### WHAT THE EXERCISE ASKS
List every line in the data below that contains the string "dining", matching case exactly.
— start PROVIDED DATA —
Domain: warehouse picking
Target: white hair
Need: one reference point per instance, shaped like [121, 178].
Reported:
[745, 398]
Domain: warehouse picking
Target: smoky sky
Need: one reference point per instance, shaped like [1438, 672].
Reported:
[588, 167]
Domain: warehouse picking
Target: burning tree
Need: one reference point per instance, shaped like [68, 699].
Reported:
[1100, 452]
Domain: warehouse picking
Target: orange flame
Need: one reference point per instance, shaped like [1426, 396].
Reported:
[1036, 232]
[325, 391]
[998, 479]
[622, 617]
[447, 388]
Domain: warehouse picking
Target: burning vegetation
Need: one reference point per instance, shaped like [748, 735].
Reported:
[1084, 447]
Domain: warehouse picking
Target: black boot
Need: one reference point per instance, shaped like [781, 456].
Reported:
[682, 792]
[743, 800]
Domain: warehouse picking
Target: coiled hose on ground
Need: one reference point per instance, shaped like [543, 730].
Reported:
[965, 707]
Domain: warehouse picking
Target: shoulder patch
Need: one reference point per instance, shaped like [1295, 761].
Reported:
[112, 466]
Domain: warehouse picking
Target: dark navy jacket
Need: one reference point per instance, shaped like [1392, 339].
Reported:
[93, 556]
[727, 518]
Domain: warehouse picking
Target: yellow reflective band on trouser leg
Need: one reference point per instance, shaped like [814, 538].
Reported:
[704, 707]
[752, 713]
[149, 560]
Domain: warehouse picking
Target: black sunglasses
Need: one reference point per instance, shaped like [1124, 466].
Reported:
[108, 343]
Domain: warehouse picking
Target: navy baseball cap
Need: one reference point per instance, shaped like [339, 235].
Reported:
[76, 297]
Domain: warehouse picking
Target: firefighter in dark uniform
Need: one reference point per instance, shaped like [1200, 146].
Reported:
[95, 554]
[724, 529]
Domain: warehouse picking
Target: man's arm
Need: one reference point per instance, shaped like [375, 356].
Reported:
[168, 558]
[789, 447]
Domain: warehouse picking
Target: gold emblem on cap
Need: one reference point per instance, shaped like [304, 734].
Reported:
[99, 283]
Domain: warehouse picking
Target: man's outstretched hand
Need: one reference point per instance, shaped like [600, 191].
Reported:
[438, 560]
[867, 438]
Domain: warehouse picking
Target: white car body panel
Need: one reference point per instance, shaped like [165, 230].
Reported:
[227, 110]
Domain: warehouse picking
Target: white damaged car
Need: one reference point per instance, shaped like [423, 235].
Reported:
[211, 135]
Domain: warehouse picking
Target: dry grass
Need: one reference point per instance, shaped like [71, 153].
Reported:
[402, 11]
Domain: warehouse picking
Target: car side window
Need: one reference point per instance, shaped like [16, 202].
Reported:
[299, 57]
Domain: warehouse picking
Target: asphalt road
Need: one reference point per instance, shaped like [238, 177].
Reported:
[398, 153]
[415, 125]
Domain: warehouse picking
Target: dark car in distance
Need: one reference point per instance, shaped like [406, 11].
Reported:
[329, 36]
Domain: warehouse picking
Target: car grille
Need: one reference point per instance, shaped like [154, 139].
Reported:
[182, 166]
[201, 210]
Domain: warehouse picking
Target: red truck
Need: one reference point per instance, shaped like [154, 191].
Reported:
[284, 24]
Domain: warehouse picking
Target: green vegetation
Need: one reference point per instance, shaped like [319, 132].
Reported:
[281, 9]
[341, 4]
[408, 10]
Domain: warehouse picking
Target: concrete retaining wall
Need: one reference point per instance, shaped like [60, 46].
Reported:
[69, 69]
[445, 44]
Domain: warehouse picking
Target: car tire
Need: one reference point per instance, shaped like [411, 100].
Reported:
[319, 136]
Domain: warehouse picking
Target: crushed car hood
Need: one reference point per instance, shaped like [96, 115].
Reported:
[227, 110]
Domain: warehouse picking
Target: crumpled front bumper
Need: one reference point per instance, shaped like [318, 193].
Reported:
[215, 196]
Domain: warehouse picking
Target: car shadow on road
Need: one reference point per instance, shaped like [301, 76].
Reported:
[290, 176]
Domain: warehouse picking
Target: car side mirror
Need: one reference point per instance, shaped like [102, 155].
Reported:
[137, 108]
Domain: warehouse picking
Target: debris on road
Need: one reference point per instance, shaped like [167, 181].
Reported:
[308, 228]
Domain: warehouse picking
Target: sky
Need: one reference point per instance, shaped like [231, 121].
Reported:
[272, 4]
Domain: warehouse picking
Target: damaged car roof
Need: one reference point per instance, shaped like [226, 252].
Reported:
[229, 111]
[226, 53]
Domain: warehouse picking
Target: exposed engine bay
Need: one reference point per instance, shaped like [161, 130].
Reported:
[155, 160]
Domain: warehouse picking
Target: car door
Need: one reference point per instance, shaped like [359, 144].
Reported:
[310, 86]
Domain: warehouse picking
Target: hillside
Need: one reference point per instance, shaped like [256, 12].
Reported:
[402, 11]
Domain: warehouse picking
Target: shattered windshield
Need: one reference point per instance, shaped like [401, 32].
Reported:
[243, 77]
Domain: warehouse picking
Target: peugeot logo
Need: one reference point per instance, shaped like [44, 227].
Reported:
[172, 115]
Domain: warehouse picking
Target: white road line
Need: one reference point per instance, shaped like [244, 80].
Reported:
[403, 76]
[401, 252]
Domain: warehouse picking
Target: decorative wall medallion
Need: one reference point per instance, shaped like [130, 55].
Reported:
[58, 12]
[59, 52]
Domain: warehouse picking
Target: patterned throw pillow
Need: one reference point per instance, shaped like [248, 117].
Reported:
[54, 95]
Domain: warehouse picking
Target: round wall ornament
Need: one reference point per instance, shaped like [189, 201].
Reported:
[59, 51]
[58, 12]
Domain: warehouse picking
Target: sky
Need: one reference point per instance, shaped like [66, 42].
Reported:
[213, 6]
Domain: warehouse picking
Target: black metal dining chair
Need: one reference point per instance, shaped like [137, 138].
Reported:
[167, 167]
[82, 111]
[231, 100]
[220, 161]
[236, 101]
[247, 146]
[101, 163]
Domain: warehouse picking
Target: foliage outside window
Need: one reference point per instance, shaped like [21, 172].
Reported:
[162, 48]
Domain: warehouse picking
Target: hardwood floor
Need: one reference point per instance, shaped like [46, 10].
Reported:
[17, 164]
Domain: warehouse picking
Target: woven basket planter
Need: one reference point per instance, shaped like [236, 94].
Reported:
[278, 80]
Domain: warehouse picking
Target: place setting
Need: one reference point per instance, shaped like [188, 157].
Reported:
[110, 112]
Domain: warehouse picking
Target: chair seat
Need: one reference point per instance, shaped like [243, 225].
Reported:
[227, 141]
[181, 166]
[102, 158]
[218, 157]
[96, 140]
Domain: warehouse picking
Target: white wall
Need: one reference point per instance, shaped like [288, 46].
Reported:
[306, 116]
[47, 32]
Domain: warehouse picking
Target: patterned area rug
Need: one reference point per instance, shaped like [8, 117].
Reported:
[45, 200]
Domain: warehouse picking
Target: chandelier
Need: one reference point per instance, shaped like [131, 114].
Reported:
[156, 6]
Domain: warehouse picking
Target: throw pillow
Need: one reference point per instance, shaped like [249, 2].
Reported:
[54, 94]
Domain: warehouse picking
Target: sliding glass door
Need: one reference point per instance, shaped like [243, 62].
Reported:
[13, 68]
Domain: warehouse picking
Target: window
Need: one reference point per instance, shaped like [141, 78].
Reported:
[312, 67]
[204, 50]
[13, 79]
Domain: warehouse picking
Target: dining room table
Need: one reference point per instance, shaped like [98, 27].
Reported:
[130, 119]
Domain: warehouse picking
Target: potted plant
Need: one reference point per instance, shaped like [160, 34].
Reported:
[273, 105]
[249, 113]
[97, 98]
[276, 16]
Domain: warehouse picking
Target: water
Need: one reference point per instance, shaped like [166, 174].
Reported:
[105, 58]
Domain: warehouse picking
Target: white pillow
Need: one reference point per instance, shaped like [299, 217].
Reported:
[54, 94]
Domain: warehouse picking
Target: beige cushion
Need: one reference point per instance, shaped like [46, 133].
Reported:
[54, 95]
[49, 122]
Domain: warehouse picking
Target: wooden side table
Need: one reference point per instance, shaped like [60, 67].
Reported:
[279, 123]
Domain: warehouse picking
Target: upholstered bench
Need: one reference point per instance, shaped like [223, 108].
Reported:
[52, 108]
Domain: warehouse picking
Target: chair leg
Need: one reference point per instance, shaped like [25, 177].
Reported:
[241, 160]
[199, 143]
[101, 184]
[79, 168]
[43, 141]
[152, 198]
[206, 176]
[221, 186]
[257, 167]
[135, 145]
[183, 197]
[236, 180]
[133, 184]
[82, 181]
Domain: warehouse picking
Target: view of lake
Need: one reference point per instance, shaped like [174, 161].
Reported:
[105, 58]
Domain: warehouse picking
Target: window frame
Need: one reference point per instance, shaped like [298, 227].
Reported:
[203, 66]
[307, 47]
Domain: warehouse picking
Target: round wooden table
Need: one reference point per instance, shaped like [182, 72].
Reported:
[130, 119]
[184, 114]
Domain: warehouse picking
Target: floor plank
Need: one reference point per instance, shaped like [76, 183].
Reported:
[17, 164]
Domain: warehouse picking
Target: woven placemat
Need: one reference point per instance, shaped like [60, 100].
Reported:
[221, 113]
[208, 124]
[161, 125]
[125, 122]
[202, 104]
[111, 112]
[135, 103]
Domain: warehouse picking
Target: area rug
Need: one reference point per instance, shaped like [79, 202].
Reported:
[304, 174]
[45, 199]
— end PROVIDED DATA —
### RESPONSE TO THIS TASK
Target: black metal dining chair
Target: dining room table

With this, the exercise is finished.